TEXT PASSAGE:
::::::::

An extreme view is that the entire game is running at your server, where you provide a nice graphical GUI at the player machine as a bonus, since most people prefer to click at a tile, rather than typing "<productionstart time="56567467636"><factory x="21" y="54"><production type="foo"/></factory></productionstart>" for some weird reason ;)

10 hours ago, Josheir said:

Could someone give me an example of a web browser game that would use a server to keep the important parts on it?  I'm not quite getting it.  

And are there any other solutions, Java for example?

For the example, all games that have an online processing components have this. In a web game like Slither or Generals the client receives data from the server and displays it, and the client accepts data from the player and transmits it.  In Slither the game clients aren't coordinating all the motion and collision. In Generals the game clients aren't increasing the numbers or maintaining who owns whatever squares.

The game servers only transmit the things the player can sees. Instead of the client getting all information and only selectively displaying what the player should see, the player only has the data they can see and has no other extra data. The game client does not know what every square is doing, or what ever player is doing, or what moves are queued, or what else is going on within the game. In Slither that means the client doesn't have data for snakes that are distant. In Generals that means the client doesn't have data for distant tiles or data for queued moves except the ones made by the local player. The server knows all the information, but the game clients are never presented it with it.

::::::::

DATASET EXTRACT:
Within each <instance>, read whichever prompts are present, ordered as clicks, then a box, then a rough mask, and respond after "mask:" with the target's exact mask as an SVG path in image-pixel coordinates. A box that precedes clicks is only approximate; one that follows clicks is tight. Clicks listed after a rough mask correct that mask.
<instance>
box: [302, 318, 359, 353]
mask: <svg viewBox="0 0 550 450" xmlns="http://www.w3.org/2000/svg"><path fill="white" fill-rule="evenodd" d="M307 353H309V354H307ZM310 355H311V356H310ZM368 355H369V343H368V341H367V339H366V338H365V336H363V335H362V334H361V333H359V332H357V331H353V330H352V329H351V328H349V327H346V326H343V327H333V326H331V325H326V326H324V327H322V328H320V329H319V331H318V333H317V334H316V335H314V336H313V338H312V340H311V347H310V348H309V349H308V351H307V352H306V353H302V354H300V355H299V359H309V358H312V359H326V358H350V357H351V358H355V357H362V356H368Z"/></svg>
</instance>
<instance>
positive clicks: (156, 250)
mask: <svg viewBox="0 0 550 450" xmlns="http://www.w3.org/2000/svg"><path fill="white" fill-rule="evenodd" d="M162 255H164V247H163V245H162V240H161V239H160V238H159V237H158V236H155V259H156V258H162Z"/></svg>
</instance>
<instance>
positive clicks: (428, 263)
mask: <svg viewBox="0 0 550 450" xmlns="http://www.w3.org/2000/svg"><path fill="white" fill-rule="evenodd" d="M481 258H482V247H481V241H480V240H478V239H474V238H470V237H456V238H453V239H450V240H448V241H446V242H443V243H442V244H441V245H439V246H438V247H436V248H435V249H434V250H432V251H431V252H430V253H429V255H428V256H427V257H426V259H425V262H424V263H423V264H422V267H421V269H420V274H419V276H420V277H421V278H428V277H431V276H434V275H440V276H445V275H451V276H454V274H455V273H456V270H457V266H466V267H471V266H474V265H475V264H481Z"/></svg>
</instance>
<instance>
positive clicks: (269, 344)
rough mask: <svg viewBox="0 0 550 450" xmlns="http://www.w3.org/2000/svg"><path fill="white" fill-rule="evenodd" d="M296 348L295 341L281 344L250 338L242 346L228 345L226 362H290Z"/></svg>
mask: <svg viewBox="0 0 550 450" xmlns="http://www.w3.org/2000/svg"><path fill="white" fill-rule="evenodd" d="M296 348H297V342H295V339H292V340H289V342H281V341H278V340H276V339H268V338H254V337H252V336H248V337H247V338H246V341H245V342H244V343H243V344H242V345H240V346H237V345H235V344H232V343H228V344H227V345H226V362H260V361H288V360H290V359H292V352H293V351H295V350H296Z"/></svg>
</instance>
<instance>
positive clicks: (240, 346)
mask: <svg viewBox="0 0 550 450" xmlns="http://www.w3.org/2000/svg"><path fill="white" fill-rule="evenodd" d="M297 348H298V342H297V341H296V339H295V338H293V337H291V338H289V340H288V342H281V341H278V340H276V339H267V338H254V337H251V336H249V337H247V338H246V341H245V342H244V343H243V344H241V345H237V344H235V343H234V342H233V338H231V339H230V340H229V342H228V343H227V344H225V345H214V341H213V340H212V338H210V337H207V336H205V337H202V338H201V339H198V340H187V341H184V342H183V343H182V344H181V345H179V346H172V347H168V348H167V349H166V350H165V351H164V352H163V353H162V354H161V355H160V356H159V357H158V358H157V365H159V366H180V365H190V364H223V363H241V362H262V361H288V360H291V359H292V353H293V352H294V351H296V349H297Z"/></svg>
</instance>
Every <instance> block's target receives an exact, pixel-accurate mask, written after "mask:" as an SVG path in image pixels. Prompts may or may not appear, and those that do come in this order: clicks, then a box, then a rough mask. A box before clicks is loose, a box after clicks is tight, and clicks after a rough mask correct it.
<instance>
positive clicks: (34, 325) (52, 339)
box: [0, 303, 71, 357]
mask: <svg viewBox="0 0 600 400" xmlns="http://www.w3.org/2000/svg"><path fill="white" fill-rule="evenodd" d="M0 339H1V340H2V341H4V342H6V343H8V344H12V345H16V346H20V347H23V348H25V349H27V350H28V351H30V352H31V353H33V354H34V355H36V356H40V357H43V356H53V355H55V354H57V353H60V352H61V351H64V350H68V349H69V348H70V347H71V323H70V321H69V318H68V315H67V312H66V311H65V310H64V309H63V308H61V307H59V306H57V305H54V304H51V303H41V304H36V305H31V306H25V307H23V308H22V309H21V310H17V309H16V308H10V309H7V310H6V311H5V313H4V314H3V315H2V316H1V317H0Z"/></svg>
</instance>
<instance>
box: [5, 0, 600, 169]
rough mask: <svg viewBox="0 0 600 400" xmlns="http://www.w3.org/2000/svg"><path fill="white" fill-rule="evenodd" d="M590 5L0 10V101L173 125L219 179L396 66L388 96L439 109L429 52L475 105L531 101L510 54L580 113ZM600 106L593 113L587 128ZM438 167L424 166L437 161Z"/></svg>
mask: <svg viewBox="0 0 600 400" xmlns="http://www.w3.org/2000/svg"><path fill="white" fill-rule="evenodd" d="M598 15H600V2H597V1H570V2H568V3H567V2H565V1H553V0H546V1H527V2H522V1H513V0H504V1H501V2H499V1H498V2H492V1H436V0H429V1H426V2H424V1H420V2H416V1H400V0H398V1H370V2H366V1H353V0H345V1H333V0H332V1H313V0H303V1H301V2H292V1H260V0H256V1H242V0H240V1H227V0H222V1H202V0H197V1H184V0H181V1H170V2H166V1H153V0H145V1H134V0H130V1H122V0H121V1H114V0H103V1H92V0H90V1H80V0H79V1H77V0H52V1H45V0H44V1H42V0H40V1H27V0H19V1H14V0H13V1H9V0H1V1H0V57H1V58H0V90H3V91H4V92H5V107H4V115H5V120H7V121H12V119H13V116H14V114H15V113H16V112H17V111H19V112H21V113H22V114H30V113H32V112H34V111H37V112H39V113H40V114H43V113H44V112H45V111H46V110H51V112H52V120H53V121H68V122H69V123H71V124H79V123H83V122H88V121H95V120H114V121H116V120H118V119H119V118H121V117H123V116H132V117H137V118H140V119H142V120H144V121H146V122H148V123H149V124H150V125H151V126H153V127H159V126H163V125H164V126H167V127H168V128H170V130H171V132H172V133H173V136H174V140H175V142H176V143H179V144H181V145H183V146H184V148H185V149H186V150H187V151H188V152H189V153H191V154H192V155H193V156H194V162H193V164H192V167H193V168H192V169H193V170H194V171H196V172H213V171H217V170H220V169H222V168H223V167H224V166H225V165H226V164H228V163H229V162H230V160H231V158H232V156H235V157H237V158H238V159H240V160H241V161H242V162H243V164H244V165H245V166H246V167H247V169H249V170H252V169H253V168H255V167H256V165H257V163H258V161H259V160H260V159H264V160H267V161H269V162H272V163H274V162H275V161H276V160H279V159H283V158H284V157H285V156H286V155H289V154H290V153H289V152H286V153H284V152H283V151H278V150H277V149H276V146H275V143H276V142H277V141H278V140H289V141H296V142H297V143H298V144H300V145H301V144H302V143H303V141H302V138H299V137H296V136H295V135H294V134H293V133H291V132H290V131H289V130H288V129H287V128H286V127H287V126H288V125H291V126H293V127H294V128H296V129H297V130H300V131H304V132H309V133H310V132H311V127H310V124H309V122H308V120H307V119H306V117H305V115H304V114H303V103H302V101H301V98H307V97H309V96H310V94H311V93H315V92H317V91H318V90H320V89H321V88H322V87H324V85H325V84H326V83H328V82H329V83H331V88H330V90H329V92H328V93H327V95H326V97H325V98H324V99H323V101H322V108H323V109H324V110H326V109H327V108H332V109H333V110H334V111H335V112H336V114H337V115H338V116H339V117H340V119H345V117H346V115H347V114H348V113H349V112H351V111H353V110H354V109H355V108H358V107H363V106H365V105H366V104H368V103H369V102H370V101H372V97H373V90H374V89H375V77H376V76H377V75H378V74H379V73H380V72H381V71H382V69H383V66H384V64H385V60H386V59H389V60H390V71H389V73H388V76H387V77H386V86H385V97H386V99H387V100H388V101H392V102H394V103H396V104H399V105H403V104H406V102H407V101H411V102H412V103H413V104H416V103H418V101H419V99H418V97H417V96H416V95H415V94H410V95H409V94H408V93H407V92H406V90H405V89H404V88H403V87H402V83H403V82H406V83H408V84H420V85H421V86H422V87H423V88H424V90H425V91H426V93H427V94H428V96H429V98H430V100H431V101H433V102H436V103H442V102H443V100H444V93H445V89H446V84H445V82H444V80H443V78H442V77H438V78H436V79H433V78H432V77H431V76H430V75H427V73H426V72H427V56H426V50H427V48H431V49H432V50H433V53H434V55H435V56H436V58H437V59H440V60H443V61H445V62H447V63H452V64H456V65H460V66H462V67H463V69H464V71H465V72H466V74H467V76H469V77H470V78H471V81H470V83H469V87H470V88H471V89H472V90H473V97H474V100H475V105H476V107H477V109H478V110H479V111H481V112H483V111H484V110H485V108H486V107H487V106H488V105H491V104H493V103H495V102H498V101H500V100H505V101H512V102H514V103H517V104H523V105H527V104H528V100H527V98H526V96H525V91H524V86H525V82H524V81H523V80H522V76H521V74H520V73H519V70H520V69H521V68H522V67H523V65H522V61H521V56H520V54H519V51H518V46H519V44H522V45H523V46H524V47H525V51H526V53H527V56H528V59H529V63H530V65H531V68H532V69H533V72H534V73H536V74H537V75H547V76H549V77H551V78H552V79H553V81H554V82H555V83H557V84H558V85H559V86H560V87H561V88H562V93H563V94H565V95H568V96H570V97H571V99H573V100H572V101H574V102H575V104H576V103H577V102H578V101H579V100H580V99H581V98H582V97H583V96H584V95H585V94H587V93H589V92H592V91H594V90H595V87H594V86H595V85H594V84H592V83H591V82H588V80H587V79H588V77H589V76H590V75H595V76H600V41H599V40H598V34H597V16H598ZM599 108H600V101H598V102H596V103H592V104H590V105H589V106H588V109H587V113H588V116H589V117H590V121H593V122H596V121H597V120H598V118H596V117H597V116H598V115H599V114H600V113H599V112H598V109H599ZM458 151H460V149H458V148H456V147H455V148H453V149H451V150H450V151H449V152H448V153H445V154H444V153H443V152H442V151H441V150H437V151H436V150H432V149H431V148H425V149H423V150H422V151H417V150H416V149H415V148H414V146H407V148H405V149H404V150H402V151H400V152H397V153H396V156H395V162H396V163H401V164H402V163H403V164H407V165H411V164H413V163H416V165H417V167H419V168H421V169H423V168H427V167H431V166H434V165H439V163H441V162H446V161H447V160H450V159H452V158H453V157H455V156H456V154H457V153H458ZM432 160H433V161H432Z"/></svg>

::::::::

WORK INSTRUCTIONS:
1. Translate this sentence from the passage on web game servers into Spanish: "In Slither the game clients aren't coordinating all the motion and collision."
2. Continue the passage on web game servers from its last sentence.

RESPONSES FOR EACH TASK:
1. En Slither, los clientes del juego no coordinan todo el movimiento ni las colisiones.

2.
 

 

For the protections you're talking about, if the game is entirely transferred to the client it cannot be protected. If a player downloads all the pieces to play, then an attacker can also download all the pieces to play. They can save those files and serve them from their own web sites.

This has been done by many unscrupulous people. Many Flash games, Java applets, and other web-based programs have been copied from one site to another site because it was all present. Some require changing a few assets to point to different web sites, but that is easily modified.

Java doesn't help. If you create a Java applet the files can be downloaded by a legitimate user, saved to disk, then used by an unscrupulous actor.  Compiled Java can be opened by anyone with the right tools. Languages that support Reflection mean that compilation includes all the original names. If you're using a language that supports reflection features, like Java, C#, compiled JavaScript, and more, an obfuscator can help rename everything so it isn't immediately visible through reflection; instead of seeing that something is called GameObject they see it is called TQxV or some other random-generated names. That doesn't help very much, but can slow people down slightly.  Heavily-compiled languages like C++ perform even stronger operations to remove names, and they are also easily reverse engineered by people with the right tools.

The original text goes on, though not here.